▶ Aim of the task:
Continue the blog post about Nancy and Frank Sinatra's "Somethin' Stupid" from its last sentence.

▶ Provided passage:
§
Friday, April 30, 2010

Songs that Changed the Landscape of Human Thought and Understanding: Nancy & Frank Sinatra's "Somethin' Stupid"

Is there anything more precious than a father's love for his daughter? No, there is not; at least that's what I've been told by people who know people with female children. So, clearly, this is the case. As a result, there was probably not a more remarkable chart-topping recording from 1967, that tumultuous year that, coincidentally enough, brought us "The Summer of Love," than Nancy & Frank Sinatra's "Somethin' Stupid." The legend of Frank Sinatra -- "The Chairman of the Board" -- need not be repeated here. Epitomizing the "rags to riches" chapter of the American Dream epic, this blue-eyed Italian American from Hoboken, New Jersey -- blessed with the silkiest voice of the 20th Century -- became one of the era's most recognizable singers and actors, notable as much for these qualities as his cavorting with the most desirable actresses in the world ... and the Mafia. His daughter, Nancy, on the other hand, was born with a silver spoon in her mouth. But once that silver spoon was removed, her mouth could make sweet music as well. After a string of her own hits beginning with 1965's "These Boots Are Made for Walkin'," the two decided to collaborate on "Somethin' Stupid."
§
▶ Given entries:
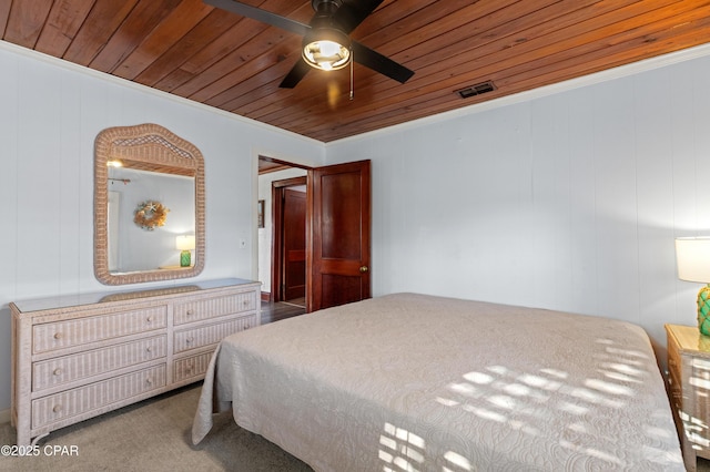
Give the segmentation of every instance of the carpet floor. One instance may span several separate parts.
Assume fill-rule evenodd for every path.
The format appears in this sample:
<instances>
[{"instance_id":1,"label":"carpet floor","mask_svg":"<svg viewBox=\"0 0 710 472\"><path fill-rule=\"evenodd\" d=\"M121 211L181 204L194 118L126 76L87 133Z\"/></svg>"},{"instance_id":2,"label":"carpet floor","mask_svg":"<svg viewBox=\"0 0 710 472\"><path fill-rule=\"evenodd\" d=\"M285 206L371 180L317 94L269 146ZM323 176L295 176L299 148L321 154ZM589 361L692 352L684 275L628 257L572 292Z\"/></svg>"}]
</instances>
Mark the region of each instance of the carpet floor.
<instances>
[{"instance_id":1,"label":"carpet floor","mask_svg":"<svg viewBox=\"0 0 710 472\"><path fill-rule=\"evenodd\" d=\"M39 441L38 456L0 456L0 471L312 471L277 445L237 427L231 412L215 417L210 434L192 445L201 386L54 431ZM0 445L14 441L14 428L0 424Z\"/></svg>"},{"instance_id":2,"label":"carpet floor","mask_svg":"<svg viewBox=\"0 0 710 472\"><path fill-rule=\"evenodd\" d=\"M40 454L0 455L0 471L72 472L312 472L277 445L237 427L231 412L197 445L191 429L201 383L83 421L39 442ZM14 444L14 429L0 424L0 445ZM698 471L710 461L698 459Z\"/></svg>"}]
</instances>

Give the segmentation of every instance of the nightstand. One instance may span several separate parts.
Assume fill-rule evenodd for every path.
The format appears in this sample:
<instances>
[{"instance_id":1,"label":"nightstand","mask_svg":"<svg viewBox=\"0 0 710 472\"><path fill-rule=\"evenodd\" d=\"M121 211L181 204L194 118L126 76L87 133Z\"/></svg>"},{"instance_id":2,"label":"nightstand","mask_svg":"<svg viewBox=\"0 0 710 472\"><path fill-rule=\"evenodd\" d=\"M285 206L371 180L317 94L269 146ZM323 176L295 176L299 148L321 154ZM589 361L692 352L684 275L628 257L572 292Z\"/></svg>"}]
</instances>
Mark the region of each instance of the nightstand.
<instances>
[{"instance_id":1,"label":"nightstand","mask_svg":"<svg viewBox=\"0 0 710 472\"><path fill-rule=\"evenodd\" d=\"M694 326L666 325L668 384L686 469L710 459L710 337Z\"/></svg>"}]
</instances>

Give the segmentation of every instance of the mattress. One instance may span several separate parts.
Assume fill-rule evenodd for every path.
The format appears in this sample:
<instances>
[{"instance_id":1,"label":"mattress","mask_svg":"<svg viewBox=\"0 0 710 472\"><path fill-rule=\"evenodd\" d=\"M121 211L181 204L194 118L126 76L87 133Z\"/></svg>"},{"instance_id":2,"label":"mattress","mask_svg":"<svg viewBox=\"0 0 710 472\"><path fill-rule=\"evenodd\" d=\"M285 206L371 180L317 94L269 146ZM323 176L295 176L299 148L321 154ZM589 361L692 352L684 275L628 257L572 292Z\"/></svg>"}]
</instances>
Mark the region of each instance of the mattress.
<instances>
[{"instance_id":1,"label":"mattress","mask_svg":"<svg viewBox=\"0 0 710 472\"><path fill-rule=\"evenodd\" d=\"M220 343L193 442L230 408L316 471L684 470L648 336L601 317L419 294L328 308Z\"/></svg>"}]
</instances>

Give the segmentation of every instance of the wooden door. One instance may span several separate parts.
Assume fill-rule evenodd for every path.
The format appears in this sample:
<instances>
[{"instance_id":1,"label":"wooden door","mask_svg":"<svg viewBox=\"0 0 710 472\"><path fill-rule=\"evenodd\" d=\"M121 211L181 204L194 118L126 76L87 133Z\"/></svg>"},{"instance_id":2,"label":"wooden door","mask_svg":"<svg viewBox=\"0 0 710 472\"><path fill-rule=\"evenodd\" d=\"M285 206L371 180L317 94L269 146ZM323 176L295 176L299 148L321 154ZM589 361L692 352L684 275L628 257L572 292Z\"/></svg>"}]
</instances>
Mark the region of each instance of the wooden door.
<instances>
[{"instance_id":1,"label":"wooden door","mask_svg":"<svg viewBox=\"0 0 710 472\"><path fill-rule=\"evenodd\" d=\"M306 194L284 188L284 299L306 296Z\"/></svg>"},{"instance_id":2,"label":"wooden door","mask_svg":"<svg viewBox=\"0 0 710 472\"><path fill-rule=\"evenodd\" d=\"M369 161L308 172L308 311L369 298Z\"/></svg>"}]
</instances>

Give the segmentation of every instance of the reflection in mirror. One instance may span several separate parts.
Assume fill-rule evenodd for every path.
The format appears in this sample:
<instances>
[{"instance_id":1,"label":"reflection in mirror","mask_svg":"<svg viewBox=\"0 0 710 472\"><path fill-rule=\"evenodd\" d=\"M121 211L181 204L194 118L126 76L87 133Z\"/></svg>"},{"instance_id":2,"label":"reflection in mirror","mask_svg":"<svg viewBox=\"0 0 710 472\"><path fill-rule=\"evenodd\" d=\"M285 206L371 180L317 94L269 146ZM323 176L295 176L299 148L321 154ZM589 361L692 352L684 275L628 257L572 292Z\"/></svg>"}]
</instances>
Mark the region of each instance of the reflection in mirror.
<instances>
[{"instance_id":1,"label":"reflection in mirror","mask_svg":"<svg viewBox=\"0 0 710 472\"><path fill-rule=\"evenodd\" d=\"M97 137L94 164L97 278L118 285L200 274L204 267L200 151L155 124L113 127ZM179 248L179 236L190 236L194 244Z\"/></svg>"},{"instance_id":2,"label":"reflection in mirror","mask_svg":"<svg viewBox=\"0 0 710 472\"><path fill-rule=\"evenodd\" d=\"M109 271L180 267L175 237L195 233L194 176L122 164L109 167Z\"/></svg>"}]
</instances>

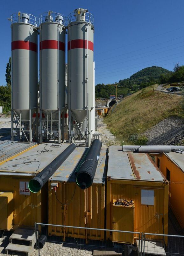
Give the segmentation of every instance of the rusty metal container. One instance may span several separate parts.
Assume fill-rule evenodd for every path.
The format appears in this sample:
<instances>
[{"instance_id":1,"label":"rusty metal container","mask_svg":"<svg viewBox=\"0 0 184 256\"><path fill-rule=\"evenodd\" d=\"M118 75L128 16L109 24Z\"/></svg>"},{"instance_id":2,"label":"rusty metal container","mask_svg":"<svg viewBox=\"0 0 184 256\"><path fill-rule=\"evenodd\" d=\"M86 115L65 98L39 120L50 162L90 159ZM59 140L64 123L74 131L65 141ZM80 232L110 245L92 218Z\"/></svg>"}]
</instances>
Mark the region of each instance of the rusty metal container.
<instances>
[{"instance_id":1,"label":"rusty metal container","mask_svg":"<svg viewBox=\"0 0 184 256\"><path fill-rule=\"evenodd\" d=\"M83 190L76 185L74 173L86 150L77 147L49 181L49 224L104 228L106 149L101 149L92 186ZM49 227L48 235L63 236L64 240L66 237L104 240L103 231L54 226Z\"/></svg>"},{"instance_id":2,"label":"rusty metal container","mask_svg":"<svg viewBox=\"0 0 184 256\"><path fill-rule=\"evenodd\" d=\"M20 147L19 143L15 144L18 148ZM24 145L27 147L27 144ZM0 163L0 202L3 195L8 192L11 193L12 198L10 199L11 204L8 198L7 207L11 205L11 207L8 209L8 216L4 217L0 229L5 229L5 223L8 223L7 229L15 229L21 227L32 228L35 222L47 221L47 186L46 188L43 187L38 193L32 193L29 189L28 183L69 145L56 147L53 143L39 145L32 143L32 147L20 152L14 148L14 143L7 145L6 147L4 145L4 153L10 157L4 158ZM18 153L12 156L13 152ZM1 214L5 216L8 210L5 207L5 201L3 201L1 206L5 207L1 210Z\"/></svg>"},{"instance_id":3,"label":"rusty metal container","mask_svg":"<svg viewBox=\"0 0 184 256\"><path fill-rule=\"evenodd\" d=\"M148 154L124 152L122 147L110 146L107 186L107 229L114 227L113 200L125 199L134 202L134 232L167 234L168 182ZM129 223L126 230L132 231L133 223ZM118 228L124 230L123 224ZM112 240L110 232L107 235ZM163 239L158 236L149 238Z\"/></svg>"},{"instance_id":4,"label":"rusty metal container","mask_svg":"<svg viewBox=\"0 0 184 256\"><path fill-rule=\"evenodd\" d=\"M156 157L158 167L169 182L169 203L182 228L184 228L184 156L175 152L163 153Z\"/></svg>"}]
</instances>

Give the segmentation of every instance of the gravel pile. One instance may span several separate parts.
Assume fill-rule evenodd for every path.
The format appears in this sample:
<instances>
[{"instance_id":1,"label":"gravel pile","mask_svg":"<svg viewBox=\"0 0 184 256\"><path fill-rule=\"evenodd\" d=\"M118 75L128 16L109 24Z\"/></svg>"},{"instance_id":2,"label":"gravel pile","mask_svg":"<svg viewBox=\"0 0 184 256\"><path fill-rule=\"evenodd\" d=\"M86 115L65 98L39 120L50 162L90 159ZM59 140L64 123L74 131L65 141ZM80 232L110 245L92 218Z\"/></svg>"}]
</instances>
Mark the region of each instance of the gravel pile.
<instances>
[{"instance_id":1,"label":"gravel pile","mask_svg":"<svg viewBox=\"0 0 184 256\"><path fill-rule=\"evenodd\" d=\"M184 125L182 118L172 116L163 120L141 134L148 139L148 143L153 143Z\"/></svg>"}]
</instances>

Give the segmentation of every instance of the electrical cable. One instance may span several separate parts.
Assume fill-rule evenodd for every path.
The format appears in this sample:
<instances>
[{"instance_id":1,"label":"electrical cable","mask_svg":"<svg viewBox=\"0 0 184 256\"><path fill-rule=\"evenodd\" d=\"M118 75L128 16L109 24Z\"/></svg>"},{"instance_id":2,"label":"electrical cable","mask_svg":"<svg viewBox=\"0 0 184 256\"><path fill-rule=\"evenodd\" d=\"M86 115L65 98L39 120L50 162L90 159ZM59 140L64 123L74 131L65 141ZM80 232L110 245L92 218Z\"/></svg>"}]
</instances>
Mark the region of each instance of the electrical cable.
<instances>
[{"instance_id":1,"label":"electrical cable","mask_svg":"<svg viewBox=\"0 0 184 256\"><path fill-rule=\"evenodd\" d=\"M110 52L111 51L114 51L115 50L117 50L117 49L119 49L120 48L122 48L123 47L125 47L126 46L129 46L129 45L132 45L132 44L137 44L138 43L140 43L141 42L143 42L143 41L145 41L146 40L148 40L149 39L151 39L152 38L153 38L154 37L155 37L157 36L162 36L163 35L165 35L165 34L167 34L167 33L169 33L170 32L172 32L173 31L175 31L176 30L177 30L178 29L180 29L181 28L184 28L184 27L181 27L180 28L176 28L176 29L175 29L170 30L170 31L169 31L168 32L165 32L165 33L163 33L161 34L160 34L159 35L158 35L157 36L152 36L151 37L148 37L148 38L146 38L145 39L143 39L142 40L141 40L140 41L138 41L136 42L134 42L134 43L132 43L131 44L126 44L125 45L123 45L122 46L120 46L120 47L118 47L117 48L114 48L113 49L108 50L107 51L105 51L105 52L100 52L98 53L96 53L96 54L95 54L95 55L96 56L96 55L98 55L99 54L102 54L102 53L103 53L104 52Z\"/></svg>"},{"instance_id":2,"label":"electrical cable","mask_svg":"<svg viewBox=\"0 0 184 256\"><path fill-rule=\"evenodd\" d=\"M68 203L66 203L66 204L64 204L63 203L61 203L61 202L60 202L60 201L59 200L59 199L58 199L58 198L57 197L57 196L56 196L56 191L55 191L54 193L55 193L55 196L56 196L56 200L57 200L57 201L60 203L60 204L62 204L63 205L67 205L68 204L69 204L71 203L71 202L72 202L72 199L73 199L73 198L74 198L74 195L75 195L75 190L76 189L76 186L77 186L77 183L76 183L75 184L75 189L74 189L74 194L73 194L73 195L72 196L72 198L71 198L71 199L70 200L70 201Z\"/></svg>"},{"instance_id":3,"label":"electrical cable","mask_svg":"<svg viewBox=\"0 0 184 256\"><path fill-rule=\"evenodd\" d=\"M116 58L116 57L119 57L119 56L122 56L123 55L125 55L125 54L128 54L128 53L132 53L132 52L138 52L138 51L141 51L141 50L145 50L145 49L147 49L147 48L149 48L150 47L152 47L152 46L156 46L157 45L159 45L159 44L164 44L165 43L168 43L168 42L171 42L171 41L173 41L174 40L175 40L175 39L179 39L179 38L181 38L182 37L183 37L184 36L180 36L179 37L177 37L177 38L175 38L174 39L172 39L171 40L169 40L169 41L166 41L165 42L163 42L163 43L159 43L159 44L154 44L154 45L151 45L150 46L147 46L147 47L145 47L144 48L141 48L141 49L139 49L139 50L135 50L135 51L134 51L133 52L127 52L127 53L122 53L122 54L119 54L119 55L117 55L116 56L113 56L112 57L110 57L110 58L107 58L106 59L104 59L103 60L96 60L96 61L95 61L95 63L96 63L96 62L98 62L99 61L103 61L103 60L109 60L109 59L113 59L113 58ZM166 47L169 47L170 46L172 46L172 45L175 45L176 44L181 44L182 43L183 43L183 42L179 42L179 43L176 43L176 44L171 44L170 45L168 45L167 46L164 46L164 47L162 47L161 48L159 48L158 49L155 49L154 50L152 50L152 51L156 51L157 50L159 50L159 49L162 49L163 48L166 48ZM146 53L146 52L145 53ZM144 53L140 53L140 54L143 54Z\"/></svg>"},{"instance_id":4,"label":"electrical cable","mask_svg":"<svg viewBox=\"0 0 184 256\"><path fill-rule=\"evenodd\" d=\"M38 156L38 155L39 155L40 154L43 154L43 153L44 153L46 152L47 153L50 153L51 152L52 152L53 150L51 149L46 149L45 148L47 146L49 146L51 148L57 148L60 147L61 145L61 143L53 143L51 145L50 145L49 144L46 144L46 145L45 143L42 143L41 144L43 144L44 145L45 145L45 146L44 147L43 149L39 149L38 150L37 150L37 152L38 152L38 154L34 154L34 155L31 155L31 156L24 156L22 157L20 157L19 158L17 158L16 159L13 159L11 160L8 160L8 161L6 162L6 163L7 163L7 162L11 162L12 161L16 161L17 160L19 160L20 159L23 159L23 158L26 158L26 157L30 156ZM7 169L7 168L8 168L8 167L16 167L17 165L22 164L31 164L33 163L36 163L36 162L39 163L39 164L36 170L35 171L38 172L38 169L39 169L39 167L40 165L41 164L41 162L40 161L36 160L36 159L35 159L35 158L28 158L23 161L22 163L21 163L21 164L15 164L12 165L9 165L9 166L7 166L6 169L3 168L0 168L0 170L6 170L7 171L11 171L14 172L20 172L19 171L15 171L15 170L13 170L11 169Z\"/></svg>"},{"instance_id":5,"label":"electrical cable","mask_svg":"<svg viewBox=\"0 0 184 256\"><path fill-rule=\"evenodd\" d=\"M180 53L184 53L184 52L179 52L178 53L177 53L176 54L179 54ZM169 57L170 56L173 56L173 55L176 55L176 53L174 53L174 54L171 54L171 55L168 55L167 56L165 56L164 57L161 57L159 58L158 58L157 59L155 59L154 60L147 60L146 61L144 61L143 62L140 62L140 63L138 63L137 64L140 64L141 63L145 63L145 62L148 62L149 61L152 61L152 60L159 60L159 59L162 59L163 58L166 58L167 57ZM179 56L178 57L183 57L184 56L184 55L183 55L182 56ZM177 57L176 57L176 58L177 58ZM173 58L173 59L174 59L174 58ZM169 59L169 60L171 60L172 59ZM165 61L165 60L162 60L161 61ZM130 65L130 66L127 66L126 67L132 67L132 66L134 66L135 65L136 65L136 64L134 64L133 65ZM118 71L114 71L113 72L109 72L107 74L106 74L105 73L104 74L104 73L103 73L102 75L97 75L96 76L104 76L104 75L108 75L108 74L112 74L112 73L118 73L119 72L121 72L122 71L124 71L124 70L128 70L129 69L131 69L132 68L139 68L140 67L142 67L142 65L141 65L141 66L138 66L138 67L134 67L134 68L127 68L127 69L121 69L121 70L118 70Z\"/></svg>"}]
</instances>

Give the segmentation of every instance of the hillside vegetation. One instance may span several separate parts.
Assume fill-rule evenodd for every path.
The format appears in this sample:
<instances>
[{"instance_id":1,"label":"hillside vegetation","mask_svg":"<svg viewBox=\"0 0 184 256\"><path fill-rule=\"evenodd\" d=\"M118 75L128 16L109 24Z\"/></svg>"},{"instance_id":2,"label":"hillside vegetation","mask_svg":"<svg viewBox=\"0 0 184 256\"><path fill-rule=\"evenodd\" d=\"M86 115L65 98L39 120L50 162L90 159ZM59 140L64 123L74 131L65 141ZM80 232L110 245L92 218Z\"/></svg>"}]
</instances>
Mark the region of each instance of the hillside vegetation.
<instances>
[{"instance_id":1,"label":"hillside vegetation","mask_svg":"<svg viewBox=\"0 0 184 256\"><path fill-rule=\"evenodd\" d=\"M104 118L108 128L122 144L132 144L136 134L138 135L166 118L181 116L181 97L154 91L155 86L125 98ZM143 145L146 138L140 136L139 140L138 143Z\"/></svg>"},{"instance_id":2,"label":"hillside vegetation","mask_svg":"<svg viewBox=\"0 0 184 256\"><path fill-rule=\"evenodd\" d=\"M117 85L117 96L123 94L126 97L128 93L133 93L157 83L161 75L163 77L167 77L172 73L160 67L153 66L143 68L130 78L120 80L118 83L115 82L114 84ZM116 88L114 85L99 84L95 86L95 97L108 98L110 95L116 95Z\"/></svg>"}]
</instances>

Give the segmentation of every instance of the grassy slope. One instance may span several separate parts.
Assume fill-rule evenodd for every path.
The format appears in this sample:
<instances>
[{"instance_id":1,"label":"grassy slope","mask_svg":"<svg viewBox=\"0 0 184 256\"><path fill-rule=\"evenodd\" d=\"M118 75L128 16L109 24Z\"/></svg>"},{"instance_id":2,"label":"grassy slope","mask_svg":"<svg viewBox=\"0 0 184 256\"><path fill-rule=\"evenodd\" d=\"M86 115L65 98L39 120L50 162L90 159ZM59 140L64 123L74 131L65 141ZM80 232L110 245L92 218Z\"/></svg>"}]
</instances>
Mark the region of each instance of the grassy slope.
<instances>
[{"instance_id":1,"label":"grassy slope","mask_svg":"<svg viewBox=\"0 0 184 256\"><path fill-rule=\"evenodd\" d=\"M154 91L154 86L125 98L104 118L108 128L120 141L128 143L130 135L141 133L171 116L180 116L181 98Z\"/></svg>"}]
</instances>

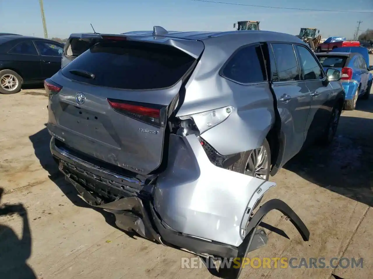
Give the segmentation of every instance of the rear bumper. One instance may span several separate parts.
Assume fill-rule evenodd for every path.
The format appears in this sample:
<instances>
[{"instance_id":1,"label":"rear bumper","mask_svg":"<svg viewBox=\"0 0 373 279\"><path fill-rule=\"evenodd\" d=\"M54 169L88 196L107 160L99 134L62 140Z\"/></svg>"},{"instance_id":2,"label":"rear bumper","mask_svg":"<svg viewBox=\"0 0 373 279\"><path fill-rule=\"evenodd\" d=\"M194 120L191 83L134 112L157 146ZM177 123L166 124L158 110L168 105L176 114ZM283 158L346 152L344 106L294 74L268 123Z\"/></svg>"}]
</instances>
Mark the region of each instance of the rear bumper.
<instances>
[{"instance_id":1,"label":"rear bumper","mask_svg":"<svg viewBox=\"0 0 373 279\"><path fill-rule=\"evenodd\" d=\"M214 166L194 135L171 135L169 144L169 167L155 182L124 177L83 161L57 147L54 137L50 150L83 199L113 213L121 228L198 254L239 256L262 219L252 222L253 210L275 184ZM265 215L276 206L258 212ZM279 210L296 216L288 206ZM305 228L300 222L298 227ZM305 230L302 235L309 235Z\"/></svg>"},{"instance_id":2,"label":"rear bumper","mask_svg":"<svg viewBox=\"0 0 373 279\"><path fill-rule=\"evenodd\" d=\"M356 90L359 86L357 82L355 80L344 81L342 82L342 86L343 86L343 89L344 89L345 92L346 92L346 97L345 100L352 100L355 96Z\"/></svg>"}]
</instances>

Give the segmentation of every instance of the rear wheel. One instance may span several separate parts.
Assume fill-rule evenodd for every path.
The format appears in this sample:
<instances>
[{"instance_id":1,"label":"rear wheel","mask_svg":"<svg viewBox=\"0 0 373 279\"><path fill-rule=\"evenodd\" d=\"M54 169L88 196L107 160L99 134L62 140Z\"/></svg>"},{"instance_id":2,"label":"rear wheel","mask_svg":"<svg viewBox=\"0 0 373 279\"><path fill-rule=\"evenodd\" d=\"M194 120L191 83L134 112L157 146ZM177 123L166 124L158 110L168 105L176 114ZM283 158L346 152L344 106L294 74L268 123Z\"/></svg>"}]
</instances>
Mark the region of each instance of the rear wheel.
<instances>
[{"instance_id":1,"label":"rear wheel","mask_svg":"<svg viewBox=\"0 0 373 279\"><path fill-rule=\"evenodd\" d=\"M229 169L268 180L271 170L271 150L267 139L258 148L243 152L241 158Z\"/></svg>"},{"instance_id":2,"label":"rear wheel","mask_svg":"<svg viewBox=\"0 0 373 279\"><path fill-rule=\"evenodd\" d=\"M369 98L369 95L370 95L370 90L372 88L372 83L373 83L373 79L370 81L369 84L367 88L367 91L365 92L364 94L361 96L362 100L367 100Z\"/></svg>"},{"instance_id":3,"label":"rear wheel","mask_svg":"<svg viewBox=\"0 0 373 279\"><path fill-rule=\"evenodd\" d=\"M355 109L356 106L356 102L357 101L358 97L359 96L359 91L360 90L360 87L358 87L356 89L356 92L355 93L354 97L352 100L349 100L345 101L345 105L344 109L345 110L353 110Z\"/></svg>"},{"instance_id":4,"label":"rear wheel","mask_svg":"<svg viewBox=\"0 0 373 279\"><path fill-rule=\"evenodd\" d=\"M0 71L0 93L13 94L19 92L22 86L22 78L14 71Z\"/></svg>"}]
</instances>

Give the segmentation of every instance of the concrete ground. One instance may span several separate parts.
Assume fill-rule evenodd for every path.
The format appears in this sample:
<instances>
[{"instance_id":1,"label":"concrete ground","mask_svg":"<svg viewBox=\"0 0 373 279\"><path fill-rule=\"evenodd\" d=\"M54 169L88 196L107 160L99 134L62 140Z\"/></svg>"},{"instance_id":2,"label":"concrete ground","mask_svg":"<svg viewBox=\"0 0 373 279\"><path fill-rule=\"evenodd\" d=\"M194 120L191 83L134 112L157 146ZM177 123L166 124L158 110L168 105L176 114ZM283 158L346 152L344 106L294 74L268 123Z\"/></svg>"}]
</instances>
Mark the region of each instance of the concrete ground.
<instances>
[{"instance_id":1,"label":"concrete ground","mask_svg":"<svg viewBox=\"0 0 373 279\"><path fill-rule=\"evenodd\" d=\"M47 100L40 89L0 95L1 202L16 212L0 217L0 274L8 275L0 278L214 278L204 268L181 268L182 257L192 255L121 231L109 214L78 197L50 155ZM271 178L277 186L266 199L287 203L307 226L310 241L272 212L264 220L270 229L267 245L248 255L324 257L326 266L333 257L362 257L363 268L249 264L241 278L373 278L372 142L371 95L358 100L355 110L344 112L331 146L302 152ZM16 265L15 273L7 273Z\"/></svg>"}]
</instances>

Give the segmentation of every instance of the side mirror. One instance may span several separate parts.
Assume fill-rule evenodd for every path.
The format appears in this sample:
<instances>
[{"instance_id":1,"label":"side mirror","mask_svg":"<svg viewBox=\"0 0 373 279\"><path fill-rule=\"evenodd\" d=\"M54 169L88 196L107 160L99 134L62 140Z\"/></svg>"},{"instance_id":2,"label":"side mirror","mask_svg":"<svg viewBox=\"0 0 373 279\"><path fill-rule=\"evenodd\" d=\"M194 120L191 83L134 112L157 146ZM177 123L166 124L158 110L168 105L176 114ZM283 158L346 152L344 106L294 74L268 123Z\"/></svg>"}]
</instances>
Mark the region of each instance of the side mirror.
<instances>
[{"instance_id":1,"label":"side mirror","mask_svg":"<svg viewBox=\"0 0 373 279\"><path fill-rule=\"evenodd\" d=\"M341 80L341 72L335 69L328 69L326 71L326 77L329 81L338 81Z\"/></svg>"}]
</instances>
§
▶ Expected answer:
Contrary to the title of the song, there's nothin' stupid about it, as it is drenched in the waters of genius. The song's musical backdrop, co-produced by the brilliant Lee Hazlewood, is a whimsical medley of understated strings, a classically strung acoustic guitar, and lightly brushed drums. Father and daughter then sing in tandem, throughout the entire recording. They open it with the lines: "I know I stand in line until you think you have the time to spend the evening with me." Their night of catching up, without the the distraction of having to deal with Mia Farrow (Frank's wife at the time) or Tina and Frank Jr. (Nancy's siblings), is then rendered awkward in the cutest way possible as the two sing, "We drop into a quiet little place and have a drink or two / And then I go and spoil it all by saying somethin' stupid like 'I love you.'" How charming! While "I love you" might be the three hardest words to say for new couples, they are the three easiest for family. Why else would politicians fight so hard to institute legislation to preserve the sanctity of "family values"? Later, the two sing, clearly from Frank's perspective, "The time is right, your perfume fills my head, the stars get red, and oh the night's so blue / And then I go and spoil it all by saying somethin' stupid like 'I love you.'" Is there anything sweeter than a father complimenting his daughter, especially on a new perfume she just bought? These are the tender moments that make family family.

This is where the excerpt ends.